--- Start of RECORDS ---

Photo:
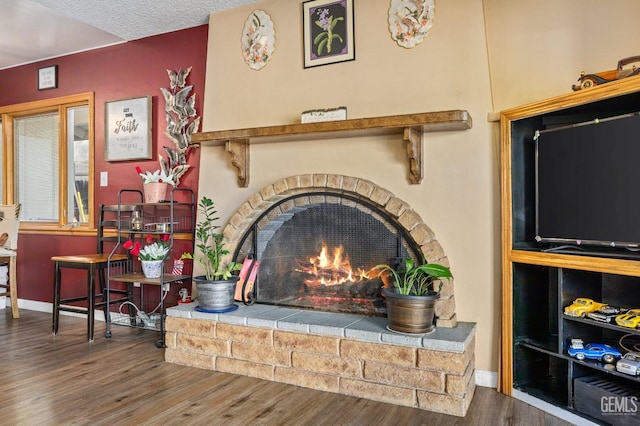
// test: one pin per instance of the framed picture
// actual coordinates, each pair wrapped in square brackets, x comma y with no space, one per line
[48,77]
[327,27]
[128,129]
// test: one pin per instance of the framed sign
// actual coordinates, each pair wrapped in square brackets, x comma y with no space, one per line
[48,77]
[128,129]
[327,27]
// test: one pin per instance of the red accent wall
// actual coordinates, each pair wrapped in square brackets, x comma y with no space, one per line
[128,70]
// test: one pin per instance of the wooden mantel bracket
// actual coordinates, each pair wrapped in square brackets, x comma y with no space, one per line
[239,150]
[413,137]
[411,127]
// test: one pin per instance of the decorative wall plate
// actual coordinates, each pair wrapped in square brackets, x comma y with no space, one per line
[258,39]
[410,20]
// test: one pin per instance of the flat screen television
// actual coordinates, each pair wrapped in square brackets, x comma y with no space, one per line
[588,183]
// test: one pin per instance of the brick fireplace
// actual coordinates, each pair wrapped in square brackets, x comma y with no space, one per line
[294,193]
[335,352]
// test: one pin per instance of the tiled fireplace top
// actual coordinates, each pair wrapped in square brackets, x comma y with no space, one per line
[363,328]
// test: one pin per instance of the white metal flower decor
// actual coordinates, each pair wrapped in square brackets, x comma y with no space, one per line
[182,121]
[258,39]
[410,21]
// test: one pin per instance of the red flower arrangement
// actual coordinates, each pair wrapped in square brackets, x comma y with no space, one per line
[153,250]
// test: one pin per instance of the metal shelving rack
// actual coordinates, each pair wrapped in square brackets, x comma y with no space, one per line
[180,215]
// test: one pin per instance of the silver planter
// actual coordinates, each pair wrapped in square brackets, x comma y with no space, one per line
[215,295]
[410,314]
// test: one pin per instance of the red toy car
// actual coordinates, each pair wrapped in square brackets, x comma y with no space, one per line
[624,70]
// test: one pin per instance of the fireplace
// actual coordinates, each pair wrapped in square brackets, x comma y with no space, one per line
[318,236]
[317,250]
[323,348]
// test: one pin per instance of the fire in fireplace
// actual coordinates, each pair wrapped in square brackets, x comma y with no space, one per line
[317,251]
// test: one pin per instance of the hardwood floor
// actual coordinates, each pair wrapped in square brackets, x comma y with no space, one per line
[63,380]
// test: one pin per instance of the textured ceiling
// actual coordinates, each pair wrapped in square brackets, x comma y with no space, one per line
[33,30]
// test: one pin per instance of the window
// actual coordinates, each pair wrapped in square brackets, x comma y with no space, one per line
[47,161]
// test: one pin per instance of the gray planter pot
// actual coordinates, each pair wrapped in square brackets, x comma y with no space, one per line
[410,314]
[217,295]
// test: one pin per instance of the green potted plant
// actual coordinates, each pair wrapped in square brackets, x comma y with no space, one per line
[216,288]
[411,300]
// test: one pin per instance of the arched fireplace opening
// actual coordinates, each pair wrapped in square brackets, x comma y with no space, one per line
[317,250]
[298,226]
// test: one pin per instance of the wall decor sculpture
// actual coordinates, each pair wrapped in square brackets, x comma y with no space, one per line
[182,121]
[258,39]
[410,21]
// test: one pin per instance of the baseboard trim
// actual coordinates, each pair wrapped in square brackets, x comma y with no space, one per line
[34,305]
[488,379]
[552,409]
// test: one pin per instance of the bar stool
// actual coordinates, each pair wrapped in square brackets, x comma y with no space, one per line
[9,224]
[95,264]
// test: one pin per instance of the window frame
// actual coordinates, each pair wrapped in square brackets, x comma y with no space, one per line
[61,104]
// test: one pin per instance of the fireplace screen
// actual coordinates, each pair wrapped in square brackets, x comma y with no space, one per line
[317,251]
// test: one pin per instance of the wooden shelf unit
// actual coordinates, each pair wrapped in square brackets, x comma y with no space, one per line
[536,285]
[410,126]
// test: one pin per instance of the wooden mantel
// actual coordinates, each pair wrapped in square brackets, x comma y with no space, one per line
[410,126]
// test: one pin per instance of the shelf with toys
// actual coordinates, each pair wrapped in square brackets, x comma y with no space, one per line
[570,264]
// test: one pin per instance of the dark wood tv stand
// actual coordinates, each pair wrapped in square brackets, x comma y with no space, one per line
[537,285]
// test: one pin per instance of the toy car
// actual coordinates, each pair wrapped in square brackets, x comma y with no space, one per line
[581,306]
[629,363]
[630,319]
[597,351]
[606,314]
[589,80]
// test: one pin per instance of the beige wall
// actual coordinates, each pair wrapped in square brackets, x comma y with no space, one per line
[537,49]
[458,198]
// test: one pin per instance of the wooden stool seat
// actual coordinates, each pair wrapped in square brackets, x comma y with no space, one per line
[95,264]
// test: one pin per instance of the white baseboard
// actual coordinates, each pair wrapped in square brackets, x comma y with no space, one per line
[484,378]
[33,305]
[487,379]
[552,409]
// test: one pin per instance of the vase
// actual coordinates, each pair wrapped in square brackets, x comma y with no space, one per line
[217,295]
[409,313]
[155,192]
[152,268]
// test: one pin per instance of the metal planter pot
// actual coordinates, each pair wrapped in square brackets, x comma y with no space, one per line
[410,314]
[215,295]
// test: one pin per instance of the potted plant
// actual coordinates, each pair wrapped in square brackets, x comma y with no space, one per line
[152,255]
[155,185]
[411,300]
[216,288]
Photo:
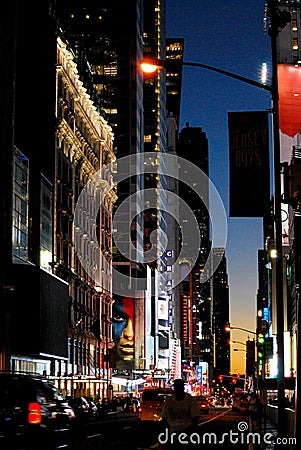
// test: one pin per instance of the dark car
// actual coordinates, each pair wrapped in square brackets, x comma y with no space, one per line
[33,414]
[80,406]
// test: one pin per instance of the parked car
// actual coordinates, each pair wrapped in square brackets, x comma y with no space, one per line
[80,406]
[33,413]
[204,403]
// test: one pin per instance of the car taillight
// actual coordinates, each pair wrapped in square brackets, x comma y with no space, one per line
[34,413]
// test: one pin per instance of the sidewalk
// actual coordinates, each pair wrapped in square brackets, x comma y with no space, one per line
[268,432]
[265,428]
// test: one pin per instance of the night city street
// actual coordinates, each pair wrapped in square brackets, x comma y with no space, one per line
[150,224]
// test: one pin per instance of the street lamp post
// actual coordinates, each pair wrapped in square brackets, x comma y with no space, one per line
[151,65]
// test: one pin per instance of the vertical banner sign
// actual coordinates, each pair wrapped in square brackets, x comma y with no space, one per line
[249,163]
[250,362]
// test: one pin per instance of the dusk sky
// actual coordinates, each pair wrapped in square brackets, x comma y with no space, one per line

--- End of RECORDS ---

Convert the lines of the listing into a Markdown table, starting at the line that contains "of the sidewalk" and ending at the last line of the listing. Use the columns Row and Entry, number each row, and leave out blank lines.

| Row | Entry |
|---|---|
| 1 | // test: one pin per instance of the sidewalk |
| 2 | // actual coordinates, each pair wrapped in square brackets, x comma y with no space, one per line |
| 3 | [268,432] |
| 4 | [265,428] |
| 5 | // test: one pin per instance of the night city street |
| 6 | // actual coordinates, each pair wrapped in square brackets, x comma y with no space, one per line |
| 7 | [150,224] |
| 8 | // test: one pin per instance of the street lamp post |
| 9 | // actual coordinates, each pair wrapped in square brackets, x comma y with no space, one per line |
| 10 | [151,65] |
| 11 | // test: one pin per instance of the vertical banner sign |
| 12 | // actual coordinates, each pair wrapped in square brackets, x comma y with no space, one per line |
| 13 | [249,163] |
| 14 | [250,362] |
| 15 | // test: one pin per instance of the dusk sky |
| 16 | // actual coordinates, each pair wrapped in square brackets, x comma y with no space, one per line |